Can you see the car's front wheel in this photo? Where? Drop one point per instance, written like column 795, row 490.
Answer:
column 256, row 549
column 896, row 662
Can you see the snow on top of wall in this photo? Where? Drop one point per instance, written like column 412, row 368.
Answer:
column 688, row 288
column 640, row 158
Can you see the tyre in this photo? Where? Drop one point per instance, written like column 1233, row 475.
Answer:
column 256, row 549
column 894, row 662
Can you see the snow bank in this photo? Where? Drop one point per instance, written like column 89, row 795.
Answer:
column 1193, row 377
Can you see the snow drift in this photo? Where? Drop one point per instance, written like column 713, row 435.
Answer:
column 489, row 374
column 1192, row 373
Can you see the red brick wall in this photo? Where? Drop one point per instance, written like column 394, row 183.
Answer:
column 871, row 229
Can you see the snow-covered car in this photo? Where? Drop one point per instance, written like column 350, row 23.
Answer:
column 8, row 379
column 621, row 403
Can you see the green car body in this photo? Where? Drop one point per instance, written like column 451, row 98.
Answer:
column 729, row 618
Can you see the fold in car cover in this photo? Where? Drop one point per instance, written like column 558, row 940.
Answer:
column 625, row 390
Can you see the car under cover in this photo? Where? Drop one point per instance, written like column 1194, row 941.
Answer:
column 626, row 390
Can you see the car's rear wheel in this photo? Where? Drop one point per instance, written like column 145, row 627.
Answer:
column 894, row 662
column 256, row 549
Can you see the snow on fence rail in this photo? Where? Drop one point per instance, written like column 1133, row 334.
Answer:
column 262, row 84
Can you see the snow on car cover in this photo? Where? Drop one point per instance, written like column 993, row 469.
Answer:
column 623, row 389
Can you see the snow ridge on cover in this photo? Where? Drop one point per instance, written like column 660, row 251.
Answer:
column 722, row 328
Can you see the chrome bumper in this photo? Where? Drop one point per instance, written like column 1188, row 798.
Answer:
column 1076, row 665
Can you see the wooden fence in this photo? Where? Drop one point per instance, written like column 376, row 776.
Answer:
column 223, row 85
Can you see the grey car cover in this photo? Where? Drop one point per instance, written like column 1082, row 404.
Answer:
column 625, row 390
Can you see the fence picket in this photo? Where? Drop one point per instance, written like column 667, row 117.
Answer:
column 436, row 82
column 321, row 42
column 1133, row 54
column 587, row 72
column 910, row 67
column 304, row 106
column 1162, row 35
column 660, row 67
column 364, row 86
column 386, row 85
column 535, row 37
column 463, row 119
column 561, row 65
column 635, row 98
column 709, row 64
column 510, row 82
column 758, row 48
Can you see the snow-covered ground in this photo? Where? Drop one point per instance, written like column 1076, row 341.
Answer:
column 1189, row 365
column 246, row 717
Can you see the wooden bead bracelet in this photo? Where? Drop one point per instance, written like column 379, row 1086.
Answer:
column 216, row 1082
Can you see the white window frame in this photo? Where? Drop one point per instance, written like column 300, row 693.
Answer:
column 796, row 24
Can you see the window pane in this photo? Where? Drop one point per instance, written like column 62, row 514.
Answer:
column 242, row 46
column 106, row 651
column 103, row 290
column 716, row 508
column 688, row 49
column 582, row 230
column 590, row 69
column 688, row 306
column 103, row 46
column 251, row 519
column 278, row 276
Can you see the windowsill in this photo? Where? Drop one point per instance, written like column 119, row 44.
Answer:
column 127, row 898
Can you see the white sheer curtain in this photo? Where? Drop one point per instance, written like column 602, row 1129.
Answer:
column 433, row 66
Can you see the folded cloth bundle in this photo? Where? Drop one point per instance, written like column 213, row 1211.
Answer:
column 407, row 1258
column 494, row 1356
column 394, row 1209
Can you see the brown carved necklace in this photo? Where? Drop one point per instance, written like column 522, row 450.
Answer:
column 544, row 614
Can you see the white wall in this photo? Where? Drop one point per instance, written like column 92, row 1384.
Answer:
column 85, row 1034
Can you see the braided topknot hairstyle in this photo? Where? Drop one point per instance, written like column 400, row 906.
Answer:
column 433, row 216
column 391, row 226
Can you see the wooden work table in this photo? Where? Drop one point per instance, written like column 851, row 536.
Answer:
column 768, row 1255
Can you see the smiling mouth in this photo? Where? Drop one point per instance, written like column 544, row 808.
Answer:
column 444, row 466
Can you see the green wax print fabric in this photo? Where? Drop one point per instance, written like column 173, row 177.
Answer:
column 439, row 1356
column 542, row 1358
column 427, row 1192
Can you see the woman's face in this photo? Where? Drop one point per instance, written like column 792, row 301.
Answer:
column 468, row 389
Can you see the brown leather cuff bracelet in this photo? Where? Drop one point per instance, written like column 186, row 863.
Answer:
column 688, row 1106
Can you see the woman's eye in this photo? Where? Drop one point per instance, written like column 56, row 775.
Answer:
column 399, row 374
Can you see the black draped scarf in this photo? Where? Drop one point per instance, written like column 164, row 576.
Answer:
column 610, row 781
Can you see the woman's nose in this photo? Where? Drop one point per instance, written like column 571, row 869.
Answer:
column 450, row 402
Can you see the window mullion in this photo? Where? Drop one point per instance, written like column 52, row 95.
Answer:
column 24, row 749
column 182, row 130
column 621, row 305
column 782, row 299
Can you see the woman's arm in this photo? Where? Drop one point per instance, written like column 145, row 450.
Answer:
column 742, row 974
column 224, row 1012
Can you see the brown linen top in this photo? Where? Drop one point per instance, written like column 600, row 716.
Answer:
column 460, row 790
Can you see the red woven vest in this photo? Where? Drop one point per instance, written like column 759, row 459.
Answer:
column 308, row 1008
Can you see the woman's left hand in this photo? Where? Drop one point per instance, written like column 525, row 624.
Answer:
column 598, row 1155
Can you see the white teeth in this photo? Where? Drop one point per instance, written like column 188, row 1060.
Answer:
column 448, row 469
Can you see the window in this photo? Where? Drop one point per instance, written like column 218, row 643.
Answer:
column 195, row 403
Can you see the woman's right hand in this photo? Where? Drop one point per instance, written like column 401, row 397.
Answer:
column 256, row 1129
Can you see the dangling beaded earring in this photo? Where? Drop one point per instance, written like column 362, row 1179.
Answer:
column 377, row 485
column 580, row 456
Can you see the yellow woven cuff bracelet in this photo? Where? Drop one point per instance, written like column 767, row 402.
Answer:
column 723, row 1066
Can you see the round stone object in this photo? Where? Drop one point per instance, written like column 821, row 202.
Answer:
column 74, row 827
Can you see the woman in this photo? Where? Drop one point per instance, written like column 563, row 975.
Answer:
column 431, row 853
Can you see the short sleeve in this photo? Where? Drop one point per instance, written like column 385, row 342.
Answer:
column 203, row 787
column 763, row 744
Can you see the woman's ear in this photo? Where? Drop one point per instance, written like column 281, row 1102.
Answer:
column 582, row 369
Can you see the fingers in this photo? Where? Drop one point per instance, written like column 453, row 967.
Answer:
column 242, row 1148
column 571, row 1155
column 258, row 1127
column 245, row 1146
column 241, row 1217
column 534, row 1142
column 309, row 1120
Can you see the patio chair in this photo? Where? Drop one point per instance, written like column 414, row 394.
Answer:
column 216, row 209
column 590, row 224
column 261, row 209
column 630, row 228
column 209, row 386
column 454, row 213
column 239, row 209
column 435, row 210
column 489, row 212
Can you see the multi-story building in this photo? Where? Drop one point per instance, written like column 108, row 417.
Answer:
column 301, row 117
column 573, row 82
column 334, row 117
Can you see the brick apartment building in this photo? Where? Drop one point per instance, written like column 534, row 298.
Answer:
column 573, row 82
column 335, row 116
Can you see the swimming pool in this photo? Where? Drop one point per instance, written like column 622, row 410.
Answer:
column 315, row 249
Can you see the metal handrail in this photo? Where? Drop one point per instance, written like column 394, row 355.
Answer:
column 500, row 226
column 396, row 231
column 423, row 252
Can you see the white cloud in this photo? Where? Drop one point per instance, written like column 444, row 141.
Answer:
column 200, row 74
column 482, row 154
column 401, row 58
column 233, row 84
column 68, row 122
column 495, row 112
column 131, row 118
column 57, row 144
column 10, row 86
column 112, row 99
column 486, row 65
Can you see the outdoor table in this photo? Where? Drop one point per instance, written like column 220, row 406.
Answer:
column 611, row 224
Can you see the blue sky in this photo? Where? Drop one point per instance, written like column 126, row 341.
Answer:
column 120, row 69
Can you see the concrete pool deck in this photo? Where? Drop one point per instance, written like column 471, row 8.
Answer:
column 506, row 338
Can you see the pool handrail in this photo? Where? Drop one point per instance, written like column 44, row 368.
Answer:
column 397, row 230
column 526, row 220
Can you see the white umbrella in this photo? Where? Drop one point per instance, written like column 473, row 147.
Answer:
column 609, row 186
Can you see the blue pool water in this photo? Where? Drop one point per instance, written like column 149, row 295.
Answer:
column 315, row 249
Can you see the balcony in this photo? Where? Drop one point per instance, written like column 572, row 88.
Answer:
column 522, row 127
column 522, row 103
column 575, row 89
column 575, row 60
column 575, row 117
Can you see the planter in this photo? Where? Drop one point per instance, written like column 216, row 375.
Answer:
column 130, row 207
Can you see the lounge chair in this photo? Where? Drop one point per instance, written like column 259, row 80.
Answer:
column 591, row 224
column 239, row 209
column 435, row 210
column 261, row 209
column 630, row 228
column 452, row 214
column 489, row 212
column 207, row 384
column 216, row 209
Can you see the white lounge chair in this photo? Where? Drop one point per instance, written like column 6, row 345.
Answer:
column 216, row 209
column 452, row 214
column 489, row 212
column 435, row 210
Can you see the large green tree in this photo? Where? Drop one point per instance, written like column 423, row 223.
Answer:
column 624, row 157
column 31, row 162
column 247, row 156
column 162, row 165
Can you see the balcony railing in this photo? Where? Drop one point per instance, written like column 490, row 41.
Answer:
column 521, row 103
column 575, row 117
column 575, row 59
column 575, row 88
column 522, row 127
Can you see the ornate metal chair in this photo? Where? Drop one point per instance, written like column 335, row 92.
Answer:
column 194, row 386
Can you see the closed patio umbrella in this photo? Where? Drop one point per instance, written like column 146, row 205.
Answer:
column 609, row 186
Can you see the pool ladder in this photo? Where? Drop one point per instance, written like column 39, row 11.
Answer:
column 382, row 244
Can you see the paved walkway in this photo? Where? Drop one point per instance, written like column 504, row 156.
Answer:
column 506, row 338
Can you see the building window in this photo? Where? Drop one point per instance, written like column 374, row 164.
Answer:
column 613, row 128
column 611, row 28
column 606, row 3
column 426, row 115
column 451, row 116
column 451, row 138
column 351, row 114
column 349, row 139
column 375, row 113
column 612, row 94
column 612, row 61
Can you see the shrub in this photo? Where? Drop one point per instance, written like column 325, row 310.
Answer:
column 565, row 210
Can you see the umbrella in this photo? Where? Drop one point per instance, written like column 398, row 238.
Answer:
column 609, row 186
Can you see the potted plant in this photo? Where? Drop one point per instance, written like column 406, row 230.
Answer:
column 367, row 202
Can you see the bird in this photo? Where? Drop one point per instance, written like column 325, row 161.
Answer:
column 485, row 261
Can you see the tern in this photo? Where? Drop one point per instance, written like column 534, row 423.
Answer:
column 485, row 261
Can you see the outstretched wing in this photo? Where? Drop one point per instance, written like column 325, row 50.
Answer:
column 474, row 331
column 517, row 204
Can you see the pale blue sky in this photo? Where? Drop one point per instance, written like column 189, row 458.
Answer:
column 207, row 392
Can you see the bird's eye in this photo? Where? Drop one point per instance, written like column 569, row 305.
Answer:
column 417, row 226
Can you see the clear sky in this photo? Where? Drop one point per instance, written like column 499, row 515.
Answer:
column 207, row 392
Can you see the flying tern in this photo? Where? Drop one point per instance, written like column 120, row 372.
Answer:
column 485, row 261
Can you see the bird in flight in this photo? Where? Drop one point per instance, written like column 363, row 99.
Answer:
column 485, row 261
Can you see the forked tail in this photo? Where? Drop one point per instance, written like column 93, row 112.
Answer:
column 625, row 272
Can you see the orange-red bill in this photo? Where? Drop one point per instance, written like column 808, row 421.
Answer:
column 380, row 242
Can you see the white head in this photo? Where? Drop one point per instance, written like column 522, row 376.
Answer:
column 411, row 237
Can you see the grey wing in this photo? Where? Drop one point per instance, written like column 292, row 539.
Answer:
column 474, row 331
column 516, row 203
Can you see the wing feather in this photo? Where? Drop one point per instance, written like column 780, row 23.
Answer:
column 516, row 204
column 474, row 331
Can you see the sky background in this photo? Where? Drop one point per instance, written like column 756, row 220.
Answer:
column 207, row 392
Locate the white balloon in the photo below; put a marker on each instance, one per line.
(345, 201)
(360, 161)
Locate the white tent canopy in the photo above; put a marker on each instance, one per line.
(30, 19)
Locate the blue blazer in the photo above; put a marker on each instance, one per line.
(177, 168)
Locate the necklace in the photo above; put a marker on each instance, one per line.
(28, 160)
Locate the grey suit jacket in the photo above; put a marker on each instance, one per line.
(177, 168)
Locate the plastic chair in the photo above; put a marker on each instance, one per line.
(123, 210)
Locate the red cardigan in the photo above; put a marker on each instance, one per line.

= = = = = = =

Task statement >> Please set down everything from the line containing "Can you see the white umbrella" down to the line containing "column 130, row 207" in the records above, both lines included, copying each line word for word.

Solution to this exercise >>
Can you see the white umbrella in this photo? Where? Drop one point per instance, written like column 473, row 147.
Answer:
column 609, row 186
Can you see the blue pool water in this photo? Where? Drop one point per instance, written like column 149, row 295.
Answer:
column 315, row 249
Can you see the balcony in this photo? Where? Drop one point per instance, written like column 572, row 88.
Answer:
column 522, row 127
column 522, row 103
column 575, row 89
column 575, row 60
column 575, row 117
Can you see the planter in this photo? Where? Drop one point per instance, written like column 216, row 375.
Answer:
column 130, row 207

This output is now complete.